Text provided |
--- START ---
Scottish Government to challange Gender Reform Bill veto in court News
© WikiMedia Commons (Matt Buck)
Scottish Government to challange Gender Reform Bill veto in court

The Scottish government announced Wednesday that it will ask the judiciary to review the UK government’s decision to veto the Gender Recognition Reform (Scotland) Bill. The legal challenge is against Scottish Secretary of State Alister Jack’s veto of the bill by using Section 35 of the Scotland Act, stopping the bill from receiving Royal Assent after it was passed by the Scottish Parliament in 2022.

The Gender Recognition Reform Bill would allow trans people over the age of 16 to obtain a gender recognition certificate to recognise their new ‘acquired gender’ upon self-declaration. The bill also has safeguards against misuse. For example, false applications are considered criminal offences.
--- END ---
Listed records |
--- START ---
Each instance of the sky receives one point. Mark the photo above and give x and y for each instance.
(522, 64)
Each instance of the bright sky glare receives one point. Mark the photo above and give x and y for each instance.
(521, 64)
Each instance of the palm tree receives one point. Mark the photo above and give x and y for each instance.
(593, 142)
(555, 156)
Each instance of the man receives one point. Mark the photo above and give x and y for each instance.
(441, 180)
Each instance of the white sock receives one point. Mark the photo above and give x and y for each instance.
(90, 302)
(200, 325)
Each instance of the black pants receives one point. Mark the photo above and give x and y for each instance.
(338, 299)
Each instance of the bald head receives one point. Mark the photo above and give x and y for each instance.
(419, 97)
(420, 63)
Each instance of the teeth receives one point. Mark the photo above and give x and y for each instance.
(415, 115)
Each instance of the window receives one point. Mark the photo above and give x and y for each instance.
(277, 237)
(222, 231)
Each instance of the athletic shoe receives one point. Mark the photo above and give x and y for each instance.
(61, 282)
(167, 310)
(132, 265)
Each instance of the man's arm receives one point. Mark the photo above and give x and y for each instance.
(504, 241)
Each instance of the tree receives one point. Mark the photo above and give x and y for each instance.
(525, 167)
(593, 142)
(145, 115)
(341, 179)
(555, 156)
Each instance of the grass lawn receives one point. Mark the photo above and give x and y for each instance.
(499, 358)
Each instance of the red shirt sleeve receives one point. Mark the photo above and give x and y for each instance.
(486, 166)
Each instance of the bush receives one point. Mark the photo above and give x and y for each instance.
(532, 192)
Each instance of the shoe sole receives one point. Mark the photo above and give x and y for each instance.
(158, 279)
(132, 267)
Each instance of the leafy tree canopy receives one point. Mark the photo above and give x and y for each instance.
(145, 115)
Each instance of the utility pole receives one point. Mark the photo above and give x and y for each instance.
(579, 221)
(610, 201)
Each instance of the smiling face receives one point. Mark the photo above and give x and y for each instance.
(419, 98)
--- END ---
--- START ---
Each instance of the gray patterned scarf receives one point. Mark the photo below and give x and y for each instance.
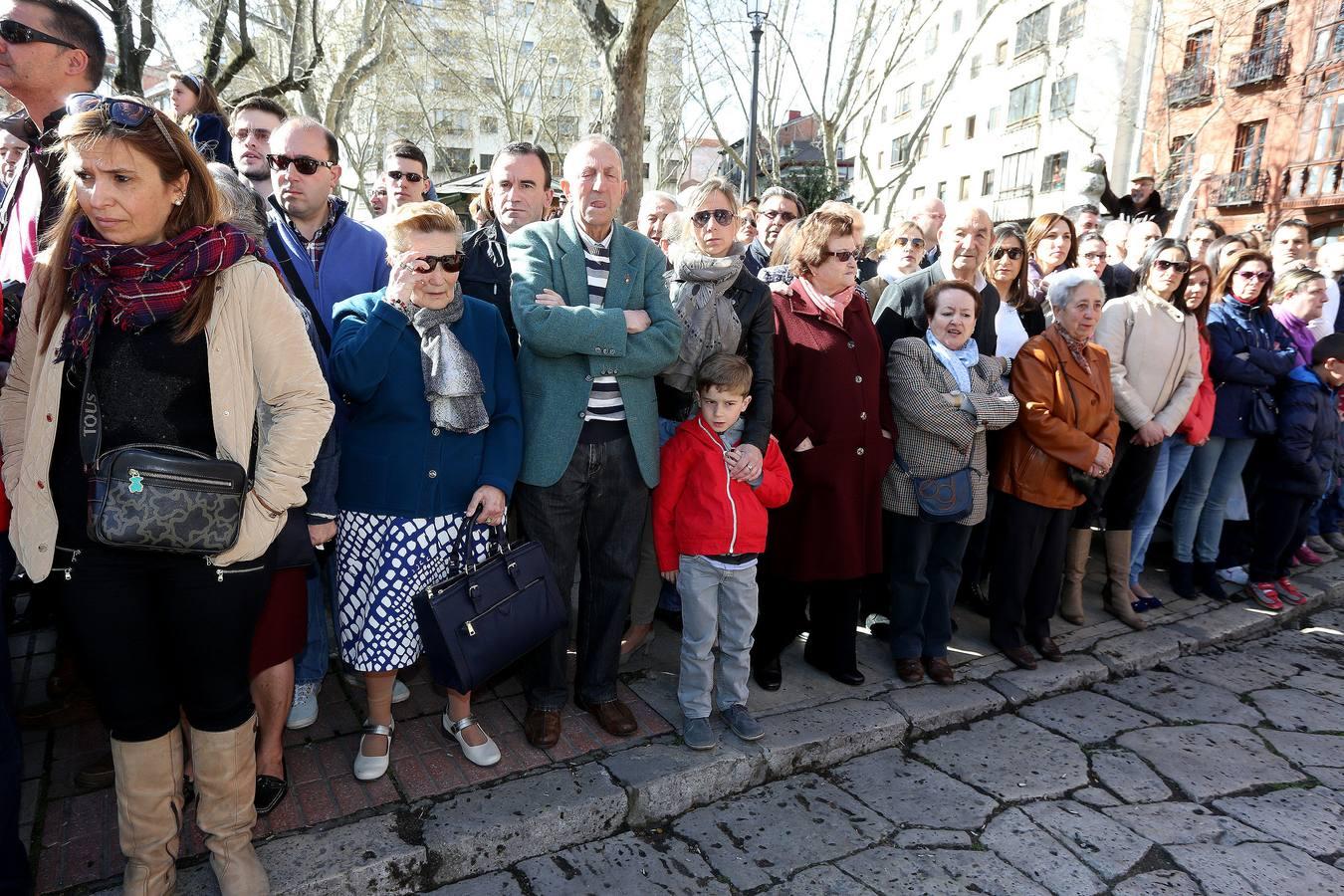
--- END ---
About this exercise | Transcribe the part of the Gender Reform Bill article between "The Gender Recognition Reform Bill" and "considered criminal offences.", inclusive.

Response |
The Gender Recognition Reform Bill would allow trans people over the age of 16 to obtain a gender recognition certificate to recognise their new ‘acquired gender’ upon self-declaration. The bill also has safeguards against misuse. For example, false applications are considered criminal offences.